The task
Pull out every line in the items below that contains the string "player", copying each line in full.

[Polygon annotations for photos]
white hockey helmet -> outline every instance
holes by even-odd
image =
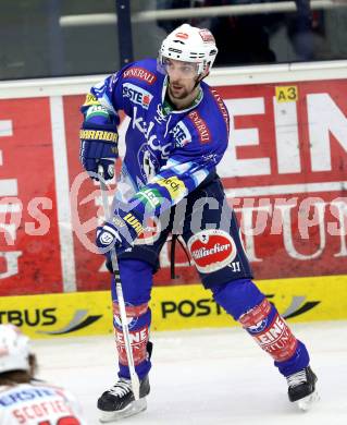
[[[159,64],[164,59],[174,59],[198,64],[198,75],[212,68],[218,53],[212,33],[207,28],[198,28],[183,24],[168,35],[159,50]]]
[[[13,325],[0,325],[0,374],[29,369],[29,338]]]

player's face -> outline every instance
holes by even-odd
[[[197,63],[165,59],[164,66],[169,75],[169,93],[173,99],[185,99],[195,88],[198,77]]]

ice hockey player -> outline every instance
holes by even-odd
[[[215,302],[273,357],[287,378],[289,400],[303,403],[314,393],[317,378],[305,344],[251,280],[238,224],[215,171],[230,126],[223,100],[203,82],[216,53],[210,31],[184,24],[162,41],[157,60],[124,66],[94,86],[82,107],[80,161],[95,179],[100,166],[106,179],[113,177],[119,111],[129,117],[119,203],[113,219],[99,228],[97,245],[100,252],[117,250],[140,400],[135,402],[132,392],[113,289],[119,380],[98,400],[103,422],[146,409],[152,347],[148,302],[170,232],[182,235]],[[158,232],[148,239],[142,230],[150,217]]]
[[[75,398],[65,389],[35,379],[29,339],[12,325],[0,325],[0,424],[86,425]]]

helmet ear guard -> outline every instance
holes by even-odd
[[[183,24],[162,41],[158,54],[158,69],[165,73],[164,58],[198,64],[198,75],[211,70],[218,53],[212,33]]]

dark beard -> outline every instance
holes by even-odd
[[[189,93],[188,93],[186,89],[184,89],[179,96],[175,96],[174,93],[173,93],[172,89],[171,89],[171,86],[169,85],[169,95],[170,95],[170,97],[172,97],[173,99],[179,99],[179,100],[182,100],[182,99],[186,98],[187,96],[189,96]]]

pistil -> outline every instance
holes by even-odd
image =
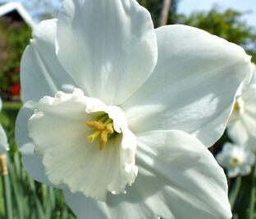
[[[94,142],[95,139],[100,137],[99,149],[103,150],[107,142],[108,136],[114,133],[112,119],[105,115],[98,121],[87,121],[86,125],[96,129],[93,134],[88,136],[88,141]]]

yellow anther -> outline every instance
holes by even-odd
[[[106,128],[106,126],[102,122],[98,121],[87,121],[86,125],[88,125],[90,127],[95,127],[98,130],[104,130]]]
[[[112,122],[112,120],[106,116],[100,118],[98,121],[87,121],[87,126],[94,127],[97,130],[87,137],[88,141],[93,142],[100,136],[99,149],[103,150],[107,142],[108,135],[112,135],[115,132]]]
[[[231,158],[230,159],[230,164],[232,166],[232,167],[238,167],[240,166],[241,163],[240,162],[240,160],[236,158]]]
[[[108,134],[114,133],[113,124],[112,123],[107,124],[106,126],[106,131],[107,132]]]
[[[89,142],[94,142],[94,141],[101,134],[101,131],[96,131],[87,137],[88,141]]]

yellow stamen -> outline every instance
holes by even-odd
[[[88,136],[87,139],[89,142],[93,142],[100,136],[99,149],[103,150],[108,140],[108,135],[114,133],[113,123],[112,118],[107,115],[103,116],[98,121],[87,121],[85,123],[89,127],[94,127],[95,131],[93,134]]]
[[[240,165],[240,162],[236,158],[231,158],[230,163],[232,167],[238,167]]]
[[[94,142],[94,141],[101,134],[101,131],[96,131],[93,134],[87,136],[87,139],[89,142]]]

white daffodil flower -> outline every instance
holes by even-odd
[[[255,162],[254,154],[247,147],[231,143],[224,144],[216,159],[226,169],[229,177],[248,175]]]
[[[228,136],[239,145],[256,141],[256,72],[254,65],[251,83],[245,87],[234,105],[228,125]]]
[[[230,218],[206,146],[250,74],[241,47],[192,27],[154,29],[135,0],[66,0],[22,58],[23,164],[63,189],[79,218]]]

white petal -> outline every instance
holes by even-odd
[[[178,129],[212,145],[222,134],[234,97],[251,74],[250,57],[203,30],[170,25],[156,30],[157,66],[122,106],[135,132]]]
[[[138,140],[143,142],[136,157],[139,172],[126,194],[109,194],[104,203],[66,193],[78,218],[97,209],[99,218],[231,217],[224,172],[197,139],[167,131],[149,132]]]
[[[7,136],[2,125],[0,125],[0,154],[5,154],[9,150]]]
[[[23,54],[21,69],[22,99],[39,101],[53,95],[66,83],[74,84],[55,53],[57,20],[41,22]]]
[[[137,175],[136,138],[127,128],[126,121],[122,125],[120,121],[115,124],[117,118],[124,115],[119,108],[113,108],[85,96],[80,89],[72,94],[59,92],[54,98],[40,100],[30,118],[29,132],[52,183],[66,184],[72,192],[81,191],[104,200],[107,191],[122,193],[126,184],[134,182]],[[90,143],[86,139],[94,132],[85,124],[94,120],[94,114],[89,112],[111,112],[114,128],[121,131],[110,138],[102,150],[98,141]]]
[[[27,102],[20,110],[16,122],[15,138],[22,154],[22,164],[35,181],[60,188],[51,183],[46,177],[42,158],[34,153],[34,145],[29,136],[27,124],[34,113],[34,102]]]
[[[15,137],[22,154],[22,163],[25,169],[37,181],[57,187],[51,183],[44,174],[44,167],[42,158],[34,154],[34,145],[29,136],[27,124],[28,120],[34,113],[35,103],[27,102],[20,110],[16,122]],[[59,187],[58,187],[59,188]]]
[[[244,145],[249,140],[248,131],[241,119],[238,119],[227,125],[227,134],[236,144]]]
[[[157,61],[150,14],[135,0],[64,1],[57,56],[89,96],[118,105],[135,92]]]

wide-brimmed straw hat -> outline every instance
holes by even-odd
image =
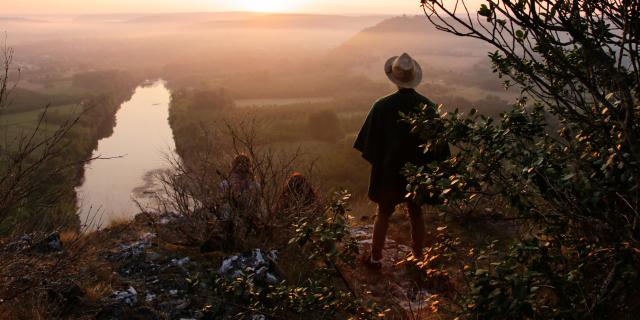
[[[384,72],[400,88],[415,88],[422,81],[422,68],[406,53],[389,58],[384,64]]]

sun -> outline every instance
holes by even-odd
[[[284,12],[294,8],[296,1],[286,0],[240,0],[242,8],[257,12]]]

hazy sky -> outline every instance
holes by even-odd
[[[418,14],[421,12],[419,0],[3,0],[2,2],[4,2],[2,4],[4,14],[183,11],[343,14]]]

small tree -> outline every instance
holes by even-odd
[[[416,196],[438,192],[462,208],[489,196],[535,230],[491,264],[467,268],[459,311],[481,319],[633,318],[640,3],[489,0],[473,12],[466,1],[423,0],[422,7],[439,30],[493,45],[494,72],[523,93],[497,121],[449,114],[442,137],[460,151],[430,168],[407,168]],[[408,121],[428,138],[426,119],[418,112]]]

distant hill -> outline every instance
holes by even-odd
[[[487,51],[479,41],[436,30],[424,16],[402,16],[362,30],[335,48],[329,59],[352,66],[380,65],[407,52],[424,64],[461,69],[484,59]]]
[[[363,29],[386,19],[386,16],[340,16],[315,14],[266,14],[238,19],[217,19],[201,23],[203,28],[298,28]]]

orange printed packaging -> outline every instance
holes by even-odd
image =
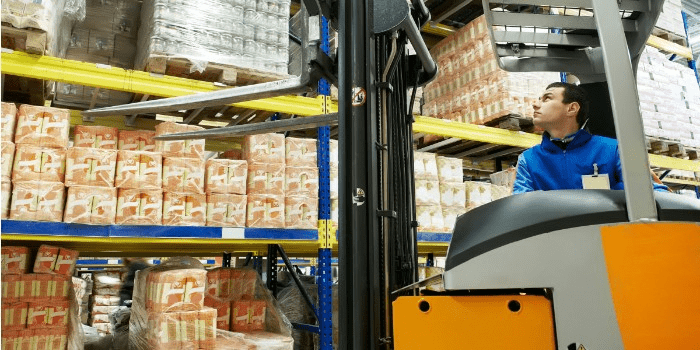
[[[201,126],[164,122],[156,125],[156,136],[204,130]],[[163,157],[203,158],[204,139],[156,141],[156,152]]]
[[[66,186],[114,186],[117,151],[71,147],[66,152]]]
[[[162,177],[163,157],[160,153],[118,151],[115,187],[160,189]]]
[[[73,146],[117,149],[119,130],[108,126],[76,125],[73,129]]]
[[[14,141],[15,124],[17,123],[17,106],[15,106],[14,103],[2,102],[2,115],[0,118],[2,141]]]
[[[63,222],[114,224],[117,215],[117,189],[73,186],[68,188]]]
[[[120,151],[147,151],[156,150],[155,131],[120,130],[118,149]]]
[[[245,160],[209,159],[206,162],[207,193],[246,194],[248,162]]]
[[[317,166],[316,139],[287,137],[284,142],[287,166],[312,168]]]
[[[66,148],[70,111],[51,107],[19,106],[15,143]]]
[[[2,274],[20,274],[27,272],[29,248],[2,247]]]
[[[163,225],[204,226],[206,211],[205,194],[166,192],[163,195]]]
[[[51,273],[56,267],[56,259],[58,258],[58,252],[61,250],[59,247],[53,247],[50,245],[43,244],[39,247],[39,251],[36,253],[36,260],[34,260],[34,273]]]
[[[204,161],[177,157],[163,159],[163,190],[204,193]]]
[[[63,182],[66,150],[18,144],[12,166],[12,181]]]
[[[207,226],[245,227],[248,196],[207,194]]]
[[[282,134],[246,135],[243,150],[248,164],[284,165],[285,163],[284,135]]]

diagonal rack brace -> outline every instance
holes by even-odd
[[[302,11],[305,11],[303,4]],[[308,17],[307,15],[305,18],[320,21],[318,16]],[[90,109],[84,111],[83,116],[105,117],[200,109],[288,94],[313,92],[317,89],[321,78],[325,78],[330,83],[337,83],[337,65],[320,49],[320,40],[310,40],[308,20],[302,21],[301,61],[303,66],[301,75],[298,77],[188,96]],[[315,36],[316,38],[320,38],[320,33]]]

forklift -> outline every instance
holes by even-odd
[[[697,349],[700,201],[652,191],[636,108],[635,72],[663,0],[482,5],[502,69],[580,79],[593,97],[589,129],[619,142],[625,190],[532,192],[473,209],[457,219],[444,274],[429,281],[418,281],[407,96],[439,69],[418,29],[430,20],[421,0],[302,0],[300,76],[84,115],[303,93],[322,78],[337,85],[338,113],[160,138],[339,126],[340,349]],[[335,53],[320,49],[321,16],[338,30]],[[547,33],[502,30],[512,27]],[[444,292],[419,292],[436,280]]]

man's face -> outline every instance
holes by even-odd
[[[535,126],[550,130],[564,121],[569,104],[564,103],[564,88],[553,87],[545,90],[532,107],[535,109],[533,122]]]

Exercise answer
player's face -> outline every instance
ice hockey player -> outline every instance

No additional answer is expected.